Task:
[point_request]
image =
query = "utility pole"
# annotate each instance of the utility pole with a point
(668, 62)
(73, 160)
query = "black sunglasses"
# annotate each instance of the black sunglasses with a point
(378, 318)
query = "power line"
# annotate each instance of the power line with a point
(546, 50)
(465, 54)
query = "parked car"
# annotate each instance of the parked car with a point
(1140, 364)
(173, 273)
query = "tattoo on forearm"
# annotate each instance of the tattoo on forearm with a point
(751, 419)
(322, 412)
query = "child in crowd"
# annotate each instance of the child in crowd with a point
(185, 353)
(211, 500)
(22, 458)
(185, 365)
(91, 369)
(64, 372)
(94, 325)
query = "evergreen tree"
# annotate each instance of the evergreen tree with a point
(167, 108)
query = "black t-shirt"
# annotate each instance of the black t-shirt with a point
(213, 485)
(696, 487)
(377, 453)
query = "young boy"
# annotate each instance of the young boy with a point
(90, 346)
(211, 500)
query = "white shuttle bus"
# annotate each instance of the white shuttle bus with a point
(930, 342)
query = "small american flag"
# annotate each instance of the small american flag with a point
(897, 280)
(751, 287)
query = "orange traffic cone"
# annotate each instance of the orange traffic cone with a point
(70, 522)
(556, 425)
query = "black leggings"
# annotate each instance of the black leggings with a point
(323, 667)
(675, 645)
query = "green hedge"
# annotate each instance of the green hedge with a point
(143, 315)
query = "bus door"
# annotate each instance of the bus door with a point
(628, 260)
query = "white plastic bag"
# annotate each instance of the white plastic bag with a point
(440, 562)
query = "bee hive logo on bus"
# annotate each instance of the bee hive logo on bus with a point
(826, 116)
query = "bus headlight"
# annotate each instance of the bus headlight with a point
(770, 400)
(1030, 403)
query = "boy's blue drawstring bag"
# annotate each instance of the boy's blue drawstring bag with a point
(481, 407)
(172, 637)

=====

**Set task**
Which lines in the records above contain the word "white"? Pull out each of them.

**Output of the exercise**
query = "white shuttle bus"
# annotate each instance of the white shuttle bus with a point
query = "white plastic bag"
# annotate each instance of the white plastic bag with a point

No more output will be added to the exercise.